= What to do =
Only one stretch of the data below should be repeated: the lines from the line containing "positive clicks: (175, 55)" through the line containing "positive clicks: (176, 110)", inclusive, exactly as they are.
───── Raw data ─────
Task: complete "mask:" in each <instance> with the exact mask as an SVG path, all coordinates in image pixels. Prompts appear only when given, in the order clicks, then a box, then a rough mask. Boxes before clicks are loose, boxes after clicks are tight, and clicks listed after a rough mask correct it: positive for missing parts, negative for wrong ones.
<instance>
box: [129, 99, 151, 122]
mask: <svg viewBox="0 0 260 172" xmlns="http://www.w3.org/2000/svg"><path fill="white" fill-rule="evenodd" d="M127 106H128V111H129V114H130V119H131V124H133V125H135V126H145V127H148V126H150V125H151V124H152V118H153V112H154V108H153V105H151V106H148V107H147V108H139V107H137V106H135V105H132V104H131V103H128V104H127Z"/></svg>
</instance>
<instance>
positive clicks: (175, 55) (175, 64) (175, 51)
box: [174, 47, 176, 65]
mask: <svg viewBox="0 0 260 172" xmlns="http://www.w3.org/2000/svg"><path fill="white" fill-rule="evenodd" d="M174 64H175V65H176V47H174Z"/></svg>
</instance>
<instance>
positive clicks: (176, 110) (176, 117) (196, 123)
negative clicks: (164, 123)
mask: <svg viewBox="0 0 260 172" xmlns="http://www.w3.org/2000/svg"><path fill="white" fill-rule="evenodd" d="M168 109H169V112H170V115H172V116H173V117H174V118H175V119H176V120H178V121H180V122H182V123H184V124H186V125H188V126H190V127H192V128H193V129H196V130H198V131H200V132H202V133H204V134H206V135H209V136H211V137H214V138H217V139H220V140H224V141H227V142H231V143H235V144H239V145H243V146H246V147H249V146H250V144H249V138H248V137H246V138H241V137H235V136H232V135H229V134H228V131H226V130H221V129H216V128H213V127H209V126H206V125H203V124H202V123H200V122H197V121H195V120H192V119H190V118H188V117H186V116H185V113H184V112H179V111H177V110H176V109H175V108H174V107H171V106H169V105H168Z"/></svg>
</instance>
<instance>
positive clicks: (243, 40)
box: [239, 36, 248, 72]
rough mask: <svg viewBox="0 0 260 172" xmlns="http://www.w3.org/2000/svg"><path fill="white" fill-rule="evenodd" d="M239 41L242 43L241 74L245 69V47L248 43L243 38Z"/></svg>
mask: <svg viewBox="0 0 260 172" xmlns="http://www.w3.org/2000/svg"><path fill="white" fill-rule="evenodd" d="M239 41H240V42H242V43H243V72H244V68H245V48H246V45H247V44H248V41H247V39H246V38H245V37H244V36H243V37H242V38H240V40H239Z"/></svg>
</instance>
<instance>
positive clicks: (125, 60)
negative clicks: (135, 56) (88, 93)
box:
─────
= Answer to this problem =
positive clicks: (175, 55) (175, 64) (175, 51)
box: [174, 47, 176, 65]
mask: <svg viewBox="0 0 260 172" xmlns="http://www.w3.org/2000/svg"><path fill="white" fill-rule="evenodd" d="M174 64H175V65H176V47H174Z"/></svg>
</instance>
<instance>
positive clicks: (176, 110) (176, 117) (196, 123)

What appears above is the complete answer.